Return the listing below exactly as it appears, line for line.

------------------------------------------------------------

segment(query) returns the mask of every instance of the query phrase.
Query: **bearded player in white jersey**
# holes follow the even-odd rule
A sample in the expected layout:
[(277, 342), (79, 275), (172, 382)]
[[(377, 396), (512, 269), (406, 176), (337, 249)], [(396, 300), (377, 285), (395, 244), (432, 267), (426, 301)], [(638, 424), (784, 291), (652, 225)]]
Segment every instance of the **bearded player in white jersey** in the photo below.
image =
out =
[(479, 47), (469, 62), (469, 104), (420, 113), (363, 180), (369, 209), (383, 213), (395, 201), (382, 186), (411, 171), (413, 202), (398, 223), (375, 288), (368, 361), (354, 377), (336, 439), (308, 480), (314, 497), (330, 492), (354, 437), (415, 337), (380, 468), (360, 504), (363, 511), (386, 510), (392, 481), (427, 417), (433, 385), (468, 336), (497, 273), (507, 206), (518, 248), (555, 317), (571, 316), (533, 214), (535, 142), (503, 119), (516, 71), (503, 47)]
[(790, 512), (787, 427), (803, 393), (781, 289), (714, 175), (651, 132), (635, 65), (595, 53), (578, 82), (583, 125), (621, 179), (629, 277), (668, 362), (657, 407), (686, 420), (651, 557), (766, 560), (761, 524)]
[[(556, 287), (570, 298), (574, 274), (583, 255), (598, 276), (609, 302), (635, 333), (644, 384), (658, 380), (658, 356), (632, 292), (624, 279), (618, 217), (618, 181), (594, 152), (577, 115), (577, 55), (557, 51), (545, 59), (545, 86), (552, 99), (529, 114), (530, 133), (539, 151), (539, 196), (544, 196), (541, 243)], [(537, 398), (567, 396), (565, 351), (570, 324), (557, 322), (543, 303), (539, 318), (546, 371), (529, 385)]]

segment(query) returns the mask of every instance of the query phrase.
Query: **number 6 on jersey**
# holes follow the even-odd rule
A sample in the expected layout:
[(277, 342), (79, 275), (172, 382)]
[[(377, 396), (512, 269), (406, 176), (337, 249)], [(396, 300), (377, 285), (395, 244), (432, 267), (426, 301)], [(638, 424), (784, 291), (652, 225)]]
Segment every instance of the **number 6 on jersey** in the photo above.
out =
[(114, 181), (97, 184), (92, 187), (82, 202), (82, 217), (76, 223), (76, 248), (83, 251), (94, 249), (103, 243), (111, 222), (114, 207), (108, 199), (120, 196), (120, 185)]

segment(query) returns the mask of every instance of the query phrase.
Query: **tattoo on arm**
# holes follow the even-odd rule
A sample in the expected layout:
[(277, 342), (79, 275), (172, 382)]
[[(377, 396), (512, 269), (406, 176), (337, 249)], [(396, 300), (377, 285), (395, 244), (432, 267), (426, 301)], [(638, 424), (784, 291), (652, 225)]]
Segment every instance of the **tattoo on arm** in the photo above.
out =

------------------------------------------------------------

Final result:
segment(query) returns the mask of every instance of the query phrase.
Query: **bearded player in white jersey**
# holes follow the even-odd rule
A sample in the expected layout:
[(277, 342), (79, 275), (172, 382)]
[[(377, 396), (512, 269), (406, 176), (337, 249)], [(396, 300), (377, 285), (395, 244), (432, 267), (426, 301)], [(638, 424), (784, 291), (652, 225)]]
Segment every instance of the **bearded player in white jersey** in the photo below.
image =
out =
[(479, 47), (469, 62), (469, 104), (420, 113), (363, 180), (369, 209), (383, 213), (395, 201), (382, 186), (411, 171), (413, 202), (398, 223), (375, 288), (368, 361), (354, 377), (336, 439), (308, 480), (314, 497), (330, 492), (354, 437), (415, 337), (380, 468), (360, 504), (363, 511), (386, 510), (392, 481), (427, 417), (433, 385), (468, 336), (497, 273), (507, 206), (518, 248), (555, 317), (571, 316), (533, 214), (535, 142), (503, 119), (516, 71), (503, 47)]
[(790, 512), (787, 427), (803, 393), (781, 289), (714, 175), (651, 132), (635, 65), (595, 53), (578, 82), (583, 125), (621, 179), (629, 277), (668, 362), (657, 407), (686, 420), (651, 557), (766, 560), (761, 524)]
[[(556, 287), (570, 298), (574, 274), (583, 255), (598, 276), (609, 302), (635, 333), (644, 384), (658, 380), (658, 356), (632, 292), (624, 279), (618, 217), (618, 181), (594, 152), (577, 115), (577, 55), (557, 51), (545, 59), (545, 86), (552, 99), (529, 114), (530, 133), (539, 151), (539, 196), (544, 196), (541, 243)], [(537, 398), (567, 396), (565, 351), (570, 324), (557, 322), (543, 303), (539, 318), (546, 371), (529, 385)]]

segment(query) returns the mask of every instance of the query phrase.
Query: **number 6 on jersey**
# holes follow the even-odd rule
A sample in the expected layout:
[(277, 342), (79, 275), (172, 382)]
[[(377, 396), (512, 269), (406, 176), (337, 249)], [(396, 300), (377, 285), (395, 244), (432, 267), (426, 301)], [(638, 424), (784, 291), (652, 225)]]
Segment every instance of the **number 6 on jersey** in the photo above.
out =
[(114, 181), (97, 184), (92, 187), (82, 202), (82, 217), (76, 223), (76, 248), (83, 251), (94, 249), (103, 243), (111, 222), (114, 207), (108, 199), (120, 196), (120, 185)]

segment(query) returns the mask of every instance of the query phrase.
Query: **tattoo on arm**
# holes follow the even-odd rule
A sample in the expected layout:
[(277, 342), (79, 275), (172, 382)]
[[(377, 396), (512, 269), (406, 176), (337, 249)], [(396, 300), (377, 285), (395, 244), (432, 267), (426, 301)], [(638, 424), (784, 291), (652, 225)]]
Segment every instance of the **tattoo on arm** in the photo above.
out =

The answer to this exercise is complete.